Lesetext →
Eine eindeutige Erklärung für Der Leuchtturm zu finden, ist eigentlich ein Ding der Unmöglichkeit. Zwischen den Träumen, Visionen und dunklen Geheimnissen der beiden Leuchtturmwärter gibt es zum Schluss gleich mehrere Interpretationsebenen, die mehr oder minder gleichwertig dastehen.
Das liegt nicht nur an den unterschiedlichen Lovecraft’schen, mythologischen und psychologischen Anspielungen, die zu unterschiedlichen metaphorischen Lesarten einladen. Auch die neutrale Erzählweise des Films gegenüber seinen unzuverlässigen, oft selbst verwirrten Figuren erschwert eine klare Einordung der Ereignisse.
Handelt es sich bei dem Leuchtturm um eine uralte Gottheit, die den Menschen langsam aber sicher in den Wahnsinn treibt? Oder ist das alles doch das Produkt zweier alkoholdurchtränkter und isolierter Psychen? Was geht hier nur vor sich? Wir haben versucht, etwas Licht in dieses Gewirr aus Symbolen, Träumen, Halluzinationen und Lügen zu bringen.
Darum geht’s in Der Leuchtturm: Die Handlung
Die beiden Leuchtturmwärter Thomas Wake (Willem Dafoe) und Ephraim Winslow (Robert Pattinson) landen Mitte des 19. Jahrhunderts auf einer einsame Insel, wo sie sich für eine vierwöchige Schicht um den titelgebenden Signalturm kümmern sollen.
Thomas ist ein alter Seebär, der nach der Verletzung seines Beins schon seit Jahren als Leuchtturmwärter arbeitet. Ephraim fungiert als sein neuer Partner, dessen Vorgänger erst verrückt wurde und dann unter mysteriösen Umständen zu Tode kam.
Bald wird klar, dass Thomas sich als der Boss der ganzen Unternehmung sieht und seinen jüngeren Kollegen den Hauptteil der schweren Arbeit tragen lässt. Er selbst kümmert sich nur des nächtens um die Erhaltung der Turmleuchte. Schnell bauen sich Spannungen zwischen den beiden Männern auf.

Material →
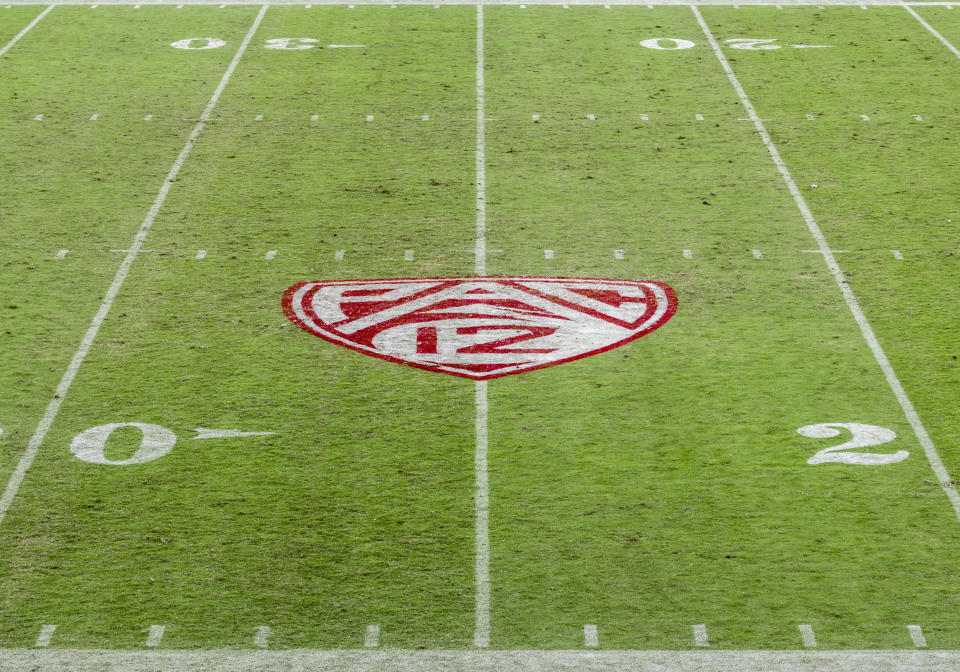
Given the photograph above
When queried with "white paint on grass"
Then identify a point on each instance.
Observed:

Aufgaben →
**A.** Prüfe, ob die folgenden Aussagen mit dem Lesetext über den Film Der Leuchtturm übereinstimmen, und belege jede Antwort mit einem wörtlichen Zitat. (i) Die Rolle des Thomas Wake spielt Willem Dafoe. (ii) Die Schicht auf der Insel soll sechs Wochen dauern. (iii) Ephraims Vorgänger kam unter mysteriösen Umständen ums Leben.
**B.** Führe den Lesetext über den Film Der Leuchtturm nach seinem letzten Satz fort.

Antworten →
**A.**
(i) Ja: „Thomas Wake (Willem Dafoe)“
(ii) Nein: „für eine vierwöchige Schicht“
(iii) Ja: „dann unter mysteriösen Umständen zu Tode kam“

**B.**
Der Leuchtturm: Das ist der große Wendepunkt
Im Zusammenstoß der beiden Egos beginnen die Grenzen zwischen Realität, Wahnsinn, Rausch und Illusion in Der Leuchtturm zunehmend zu verschwimmen. Dabei gibt es sowohl inhaltlich-rationale, psychologische und mythologisch-metaphorische Sichtweisen auf die Ereignisse, die sich nun entfalten.
Der Wendepunkt kommt mit dem sich anbahnenden Sturm und dem Abend, an dem Thomas Ephraim zum ersten Mal zum Trinken überredet. Die beiden verpassen das Schiff, das sie eigentlich von der Insel abholen sollte und eine Stimmung des Exzesses und der Paranoia macht sich breit.
Insbesondere Ephraims Psyche scheint fortan zunehmend angegriffen. Während sich der Alkoholkonsum beider Leuchtturmwärter immer weiter in die Höhe treibt, werden auch die Ereignisse immer surrealer und schwerer nachzuvollziehen. Den Schlusspunkt bildet Ephraims Mord an Thomas und sein Aufstieg zum Leuchtturm.
Doch wie konnte es so weit kommen?
Ephraim Winslow oder Thomas Howard?
Die einfachste Erklärung dafür ist, dass Ephraim schlicht wegen seinem Problem mit Autoritätsfiguren und Schuldgefühlen den Verstand verliert. Im Fall des diktatorischen, stetig vor sich hinfurzenden Thomas Wake, mit dem er mehrere Wochen (oder Monate) allein festsitzt, wäre es ja schon fast verständlich, irgendwann durchzudrehen.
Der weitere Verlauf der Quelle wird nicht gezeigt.